Written request. Collect every line of the entries below that contains the word "tall", matching case.

Listed records.
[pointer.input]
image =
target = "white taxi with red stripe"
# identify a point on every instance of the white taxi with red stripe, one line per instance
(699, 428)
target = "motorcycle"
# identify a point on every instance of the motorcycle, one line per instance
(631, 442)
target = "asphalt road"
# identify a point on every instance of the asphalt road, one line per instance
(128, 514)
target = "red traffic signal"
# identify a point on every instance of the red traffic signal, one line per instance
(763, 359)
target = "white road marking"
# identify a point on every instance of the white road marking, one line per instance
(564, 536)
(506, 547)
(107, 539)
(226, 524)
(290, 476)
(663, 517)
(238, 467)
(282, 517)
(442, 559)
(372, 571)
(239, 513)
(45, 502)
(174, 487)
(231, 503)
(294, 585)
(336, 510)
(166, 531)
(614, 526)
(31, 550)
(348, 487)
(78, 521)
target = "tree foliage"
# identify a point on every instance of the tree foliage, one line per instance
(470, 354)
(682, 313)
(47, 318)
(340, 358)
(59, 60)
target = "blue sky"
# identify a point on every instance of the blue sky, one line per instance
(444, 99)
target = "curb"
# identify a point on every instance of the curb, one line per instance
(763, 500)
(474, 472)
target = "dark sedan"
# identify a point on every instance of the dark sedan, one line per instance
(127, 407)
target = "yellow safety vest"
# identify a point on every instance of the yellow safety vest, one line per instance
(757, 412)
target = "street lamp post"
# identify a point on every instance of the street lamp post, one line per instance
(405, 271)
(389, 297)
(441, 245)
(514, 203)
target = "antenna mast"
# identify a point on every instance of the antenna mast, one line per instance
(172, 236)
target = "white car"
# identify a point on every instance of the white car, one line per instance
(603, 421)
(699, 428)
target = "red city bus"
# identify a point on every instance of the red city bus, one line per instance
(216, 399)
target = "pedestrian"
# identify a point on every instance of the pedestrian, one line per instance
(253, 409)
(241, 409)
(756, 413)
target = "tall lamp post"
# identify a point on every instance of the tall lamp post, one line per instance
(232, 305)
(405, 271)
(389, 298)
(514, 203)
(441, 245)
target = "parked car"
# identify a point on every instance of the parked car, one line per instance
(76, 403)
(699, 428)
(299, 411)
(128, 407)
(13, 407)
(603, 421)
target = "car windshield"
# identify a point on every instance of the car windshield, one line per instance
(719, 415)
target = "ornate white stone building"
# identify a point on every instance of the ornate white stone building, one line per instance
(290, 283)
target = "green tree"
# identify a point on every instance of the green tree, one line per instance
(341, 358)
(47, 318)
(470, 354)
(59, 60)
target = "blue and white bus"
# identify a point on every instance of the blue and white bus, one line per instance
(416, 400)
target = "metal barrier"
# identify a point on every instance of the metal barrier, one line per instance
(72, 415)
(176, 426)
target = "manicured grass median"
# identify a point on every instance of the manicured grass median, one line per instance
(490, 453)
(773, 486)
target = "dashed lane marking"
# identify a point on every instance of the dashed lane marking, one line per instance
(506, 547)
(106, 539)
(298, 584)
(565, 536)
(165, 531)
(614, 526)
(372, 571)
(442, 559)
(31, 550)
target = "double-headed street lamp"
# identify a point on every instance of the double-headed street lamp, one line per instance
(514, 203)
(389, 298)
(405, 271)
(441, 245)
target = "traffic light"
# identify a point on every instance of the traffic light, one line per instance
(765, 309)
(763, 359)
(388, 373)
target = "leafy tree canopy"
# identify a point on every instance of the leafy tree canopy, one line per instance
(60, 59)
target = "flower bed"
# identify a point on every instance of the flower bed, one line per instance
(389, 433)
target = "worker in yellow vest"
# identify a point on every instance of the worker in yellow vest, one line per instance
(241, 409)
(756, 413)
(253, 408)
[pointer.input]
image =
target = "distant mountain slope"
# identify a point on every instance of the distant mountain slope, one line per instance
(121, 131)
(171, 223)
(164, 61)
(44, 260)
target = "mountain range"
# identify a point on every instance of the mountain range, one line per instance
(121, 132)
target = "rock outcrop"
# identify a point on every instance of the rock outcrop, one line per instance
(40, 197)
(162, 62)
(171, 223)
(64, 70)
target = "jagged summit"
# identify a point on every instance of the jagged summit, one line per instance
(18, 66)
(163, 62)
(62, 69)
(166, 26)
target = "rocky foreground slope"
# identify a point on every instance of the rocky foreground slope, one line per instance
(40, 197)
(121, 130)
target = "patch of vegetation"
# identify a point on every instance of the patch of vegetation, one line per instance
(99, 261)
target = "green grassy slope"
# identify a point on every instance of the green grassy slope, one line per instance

Answer in full.
target = "tall lamp post"
# identify a point on every instance of the tall lamp post, one line per instance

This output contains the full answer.